=== EXCERPTED RECORDS ===

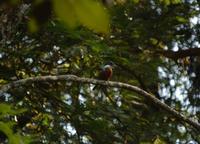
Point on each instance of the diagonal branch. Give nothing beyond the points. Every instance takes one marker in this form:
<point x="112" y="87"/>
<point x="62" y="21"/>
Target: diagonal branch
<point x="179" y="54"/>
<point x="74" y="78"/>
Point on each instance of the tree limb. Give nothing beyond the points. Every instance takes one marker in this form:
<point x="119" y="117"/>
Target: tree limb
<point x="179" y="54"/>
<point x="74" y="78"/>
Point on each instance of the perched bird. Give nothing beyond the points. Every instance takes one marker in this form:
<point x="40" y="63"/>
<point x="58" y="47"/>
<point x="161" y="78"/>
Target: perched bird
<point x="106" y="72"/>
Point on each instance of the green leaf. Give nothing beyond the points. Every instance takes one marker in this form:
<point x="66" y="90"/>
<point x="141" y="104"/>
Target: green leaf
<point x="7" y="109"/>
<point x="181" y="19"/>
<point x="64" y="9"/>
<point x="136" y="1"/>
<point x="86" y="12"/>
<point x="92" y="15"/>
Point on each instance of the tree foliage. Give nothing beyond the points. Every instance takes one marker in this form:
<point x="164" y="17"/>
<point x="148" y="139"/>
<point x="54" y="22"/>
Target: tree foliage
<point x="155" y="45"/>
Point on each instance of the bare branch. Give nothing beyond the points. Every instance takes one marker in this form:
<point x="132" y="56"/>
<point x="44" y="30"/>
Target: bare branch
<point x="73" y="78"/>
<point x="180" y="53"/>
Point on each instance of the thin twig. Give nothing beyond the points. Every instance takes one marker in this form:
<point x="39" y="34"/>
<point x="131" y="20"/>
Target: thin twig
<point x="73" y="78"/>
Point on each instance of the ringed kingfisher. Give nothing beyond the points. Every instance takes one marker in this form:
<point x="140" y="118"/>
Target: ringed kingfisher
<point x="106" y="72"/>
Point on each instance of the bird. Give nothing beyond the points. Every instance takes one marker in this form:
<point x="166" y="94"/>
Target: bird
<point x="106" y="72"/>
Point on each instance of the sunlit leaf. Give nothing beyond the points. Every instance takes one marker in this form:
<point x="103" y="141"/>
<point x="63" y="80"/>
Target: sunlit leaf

===

**WORK INSTRUCTIONS:** Reproduce all of the rows above word for word, omitting the pictures.

**ANSWER:**
Point on each instance of the diagonal branch. Give nothing beyond the points. Every instance takes one marker in this form:
<point x="112" y="87"/>
<point x="62" y="21"/>
Target: diagonal branch
<point x="179" y="54"/>
<point x="74" y="78"/>
Point on each instance of the tree limb. Give nothing beyond the points. Every instance takes one marker in this form:
<point x="119" y="117"/>
Target: tree limb
<point x="179" y="54"/>
<point x="74" y="78"/>
Point on each instance of the perched bird. Give nothing beyond the points. Every instance takes one marker in this form:
<point x="40" y="63"/>
<point x="58" y="47"/>
<point x="161" y="78"/>
Target: perched bird
<point x="106" y="72"/>
Point on each instance of the green leaf. Give nothing beyond the points. Every instance takes one marker in this form:
<point x="66" y="90"/>
<point x="141" y="104"/>
Target: green leaf
<point x="7" y="109"/>
<point x="181" y="19"/>
<point x="64" y="9"/>
<point x="136" y="1"/>
<point x="86" y="12"/>
<point x="92" y="15"/>
Point on each instance of the tree foliage. Give nothing beyond the points. Every instance takes one marker in this form:
<point x="164" y="17"/>
<point x="148" y="139"/>
<point x="54" y="22"/>
Target: tree foliage
<point x="155" y="45"/>
Point on each instance of the bare branch. Give nothing beyond the points. Every instance takes one marker in this form:
<point x="132" y="56"/>
<point x="44" y="30"/>
Target: bare branch
<point x="73" y="78"/>
<point x="180" y="53"/>
Point on each instance of the thin twig. Give nothing beyond the points. Every instance takes one marker in this form:
<point x="39" y="34"/>
<point x="131" y="20"/>
Target: thin twig
<point x="73" y="78"/>
Point on each instance of the ringed kingfisher. Give nothing beyond the points. Every instance takes one marker in this form:
<point x="140" y="118"/>
Target: ringed kingfisher
<point x="106" y="72"/>
Point on each instance of the bird. Give nothing beyond the points. Every instance takes one marker in this form:
<point x="166" y="94"/>
Target: bird
<point x="106" y="72"/>
Point on each instance of the sunlit leaf. Give nothing beyond the points. Every instance takes one marker in this form:
<point x="103" y="141"/>
<point x="63" y="80"/>
Target: sunlit leaf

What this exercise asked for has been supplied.